# Complete the following:
a - In the article on the financial toll of caregiving, what share of people who become caregivers stop working, according to the recent study it cites?
b - Write the next part of the article on the financial toll of caregiving, picking up after its final paragraph.

# Document excerpt:
_ _ _ _ _

Caregiving in the US depletes incomes, job opportunities, and future retirement payments as family members struggle financially in order to “do what’s right.”
Nearly 50 million people, most of them working, provide an average of 24 hours a week of unpaid care to older or disabled adults, according to a recent survey. One of them was Dana Guthrie, who thought she could continue to administer a dental practice while helping care for her parents when their health began to go downhill.
“It was a great-paying job and I didn’t want to lose it,” says Ms. Guthrie, now 59. She cut a day out of her schedule and began to work evenings, then spent several nights a week at her parents’ home nearby. But between her mom’s liver disease and her father’s dementia, she finally quit her job and moved in with them full time. “They really needed me,” she says.
Labor Force Loss
Many Americans are making the same sort of sacrifices. The average caregiver is a 40-something woman who is closely related to the person she cares for. No matter their age or gender, caregiving is a driver of poverty. A recent study of nearly 13,000 people revealed that about 8% of people who become caregivers stop working.
“It happens right away, in the first year,” says Yulya Truskinovsky, a study co-author and economist at Wayne State University. “We see little evidence that they either reduce hours or switch to self-employment. They leave the labor force and remain out of it for quite a long time.”
The effect is long lasting; seven years later, those caregivers still lagged their non-caregiving colleagues in labor participation. Guthrie is a prime example. After continuing to care for her parents for years, she relocated near her sister in another state when they died. She found work at dental offices there, but it never came close to the pay or satisfaction she got from the job she left. At the time she was interviewed, she was unemployed.
“We were a close-knit family and I would do it again,” she says. “But I took a beating, emotionally and financially, and I haven’t really been able to recover.”

_ _ _ _ _

# Given information:
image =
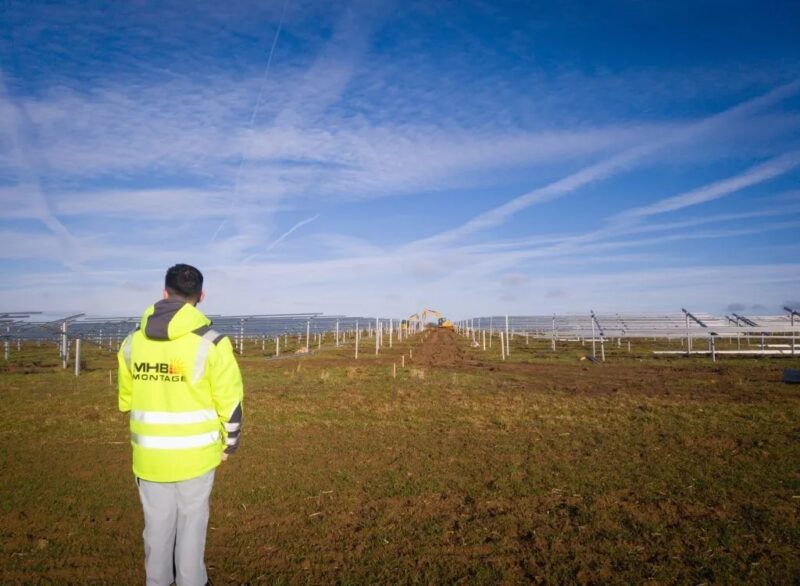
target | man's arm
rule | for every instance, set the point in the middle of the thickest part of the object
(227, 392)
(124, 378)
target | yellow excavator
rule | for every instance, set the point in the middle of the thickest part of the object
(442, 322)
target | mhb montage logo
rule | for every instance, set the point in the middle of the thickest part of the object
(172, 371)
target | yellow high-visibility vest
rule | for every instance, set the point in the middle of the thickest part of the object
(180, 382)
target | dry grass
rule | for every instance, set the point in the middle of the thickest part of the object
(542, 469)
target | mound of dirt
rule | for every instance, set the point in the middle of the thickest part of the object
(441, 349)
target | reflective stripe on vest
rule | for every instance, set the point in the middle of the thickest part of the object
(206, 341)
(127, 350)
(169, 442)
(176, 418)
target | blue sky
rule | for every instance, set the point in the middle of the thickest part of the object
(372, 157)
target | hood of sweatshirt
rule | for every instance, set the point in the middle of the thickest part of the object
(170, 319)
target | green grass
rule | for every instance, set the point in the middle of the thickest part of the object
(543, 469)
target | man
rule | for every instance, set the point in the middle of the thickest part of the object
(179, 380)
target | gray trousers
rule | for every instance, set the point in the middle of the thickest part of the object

_ _ _ _ _

# Answers given:
a - About 8%.

b -
In fact, leaving the workforce to take care of a family member makes a woman twice as likely to end up in poverty.
Caregivers Pay for Parent’s Needs
Most caregivers give more than their time. The “Caregiving Out-of-Pocket Costs” study by AARP, conducted in 2021, found that three-fourths of caregivers surveyed spent $7,242 on average per year in costs related to caregiving.
“AARP’s new report shows the stark reality family caregivers face today,” says Nancy LeaMond, chief advocacy and engagement officer for AARP. “While financial challenges cross all segments of society, they hit hardest for Hispanic/Latino, African American and younger caregivers, as well as those caring for loved ones with dementia. Family caregivers are the backbone of America’s long-term care system, and that backbone is breaking.”
The money was spent on a variety of needs, from helping with rent and assisted living charges, to making modifications so a loved one could stay at home. A fifth of the spending was used to pay hospitals, therapists and health-care providers, provide in-home care and adult day care, or purchase medical equipment/devices.
Caregivers who were juggling jobs with caregiving reported spending $10,525 on average, and noted that they had to do things — like take time off or work different hours — that impacted their job and increased emotional strain.
One such caregiver is Jan Beard. Her husband, Bob, had a stroke in 2015 that forced him into retirement while Jan continued to work from home.
“When Bob came home from therapy, he needed help with everything,” Jan says. “That included me walking with him everywhere he went in the house. Bob needed help with going to the restroom, bathing, getting dressed — everything.”
Jan looked at getting Bob in a facility to care for him, but her salary couldn’t cover the $4,000 monthly cost and pay her own bills. She was depleting savings to pay for wheelchairs, walkers, other equipment, and therapy. And his time in the hospital had left them with debt.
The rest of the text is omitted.